Instruction
Copy the material below line for line, unchanged.

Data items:

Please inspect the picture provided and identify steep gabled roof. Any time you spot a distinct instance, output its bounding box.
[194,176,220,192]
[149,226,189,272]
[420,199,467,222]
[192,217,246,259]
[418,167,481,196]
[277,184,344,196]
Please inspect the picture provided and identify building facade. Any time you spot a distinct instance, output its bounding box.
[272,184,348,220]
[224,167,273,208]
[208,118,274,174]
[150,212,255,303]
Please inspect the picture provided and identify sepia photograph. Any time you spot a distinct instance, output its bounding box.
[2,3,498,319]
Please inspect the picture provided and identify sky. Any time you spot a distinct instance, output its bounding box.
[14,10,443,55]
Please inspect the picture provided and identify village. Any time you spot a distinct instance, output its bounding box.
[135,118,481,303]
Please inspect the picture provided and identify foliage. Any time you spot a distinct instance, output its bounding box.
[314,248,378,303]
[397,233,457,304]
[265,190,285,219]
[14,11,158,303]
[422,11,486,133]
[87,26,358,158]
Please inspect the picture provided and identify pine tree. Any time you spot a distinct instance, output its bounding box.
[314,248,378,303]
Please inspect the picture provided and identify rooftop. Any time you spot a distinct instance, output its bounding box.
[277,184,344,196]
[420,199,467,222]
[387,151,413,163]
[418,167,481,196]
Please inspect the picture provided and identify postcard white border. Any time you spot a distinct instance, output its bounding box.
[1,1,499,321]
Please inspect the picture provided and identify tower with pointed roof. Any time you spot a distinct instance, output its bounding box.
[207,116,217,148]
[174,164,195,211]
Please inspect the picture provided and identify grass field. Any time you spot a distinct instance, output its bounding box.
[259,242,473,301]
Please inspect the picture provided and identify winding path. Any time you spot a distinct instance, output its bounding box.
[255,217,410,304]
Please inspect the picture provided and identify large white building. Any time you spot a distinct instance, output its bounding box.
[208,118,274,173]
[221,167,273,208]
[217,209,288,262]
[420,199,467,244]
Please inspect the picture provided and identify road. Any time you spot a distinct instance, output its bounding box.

Task response
Please inspect the picture provided and identify steep gabled roof. Any time you spot a distinct instance, output its bounding box.
[194,176,220,192]
[149,226,189,272]
[420,199,467,222]
[192,217,246,259]
[418,167,481,196]
[277,184,344,196]
Please inspect the picture provided and identify building facade. Any time you spot a distinct instance, output its bounding box.
[272,184,348,220]
[224,167,273,208]
[208,118,274,174]
[150,212,255,303]
Please inspect the picture provided and identify sepia photograph. Any time you spot a distinct instance, output its bounding box.
[2,3,498,319]
Please inspect the picture provided and identify sky. Any time you spot a distinct instance, output its bounding box.
[14,10,443,55]
Please inspect the picture provided and identify village. Any time you spot a distinct instance, output its bounding box.
[135,118,481,303]
Please inspect the picture provided and identify foliage. Any time you spot a distinct instance, output its bounding box.
[314,248,378,303]
[397,233,457,304]
[265,190,285,219]
[14,11,158,303]
[422,11,486,133]
[87,26,358,158]
Please inspect the picture provided and identify pine tree. Any time you spot a distinct instance, output its bounding box.
[314,248,378,303]
Please inspect the picture provided and identify rooftop. Any time you spot a distinct instance, output its bounding box.
[277,184,344,196]
[420,199,467,222]
[387,151,413,163]
[418,167,481,196]
Please inspect the picture provided and identify postcard white border. Any time you spot a distinct instance, output its bounding box.
[1,1,499,321]
Please inspect the picture provided and identify tower with pointed roof. Any time you spot a distinct instance, output its bounding box.
[207,116,217,148]
[174,164,195,211]
Please inspect the picture provided and identify grass field. Any time you spot a distinct instance, output its bounding box.
[259,242,473,301]
Please inspect the picture provided and identify winding path. Any time you spot a distinct instance, output its bounding box.
[255,217,410,304]
Please inspect the picture provided and identify large white building. Any time you spot a distinct instance, output its bounding box.
[208,118,274,173]
[221,167,273,208]
[217,209,288,262]
[420,199,467,244]
Please inspect the picture provided and identify road. Any time you spot a distinct instance, output its bounding box.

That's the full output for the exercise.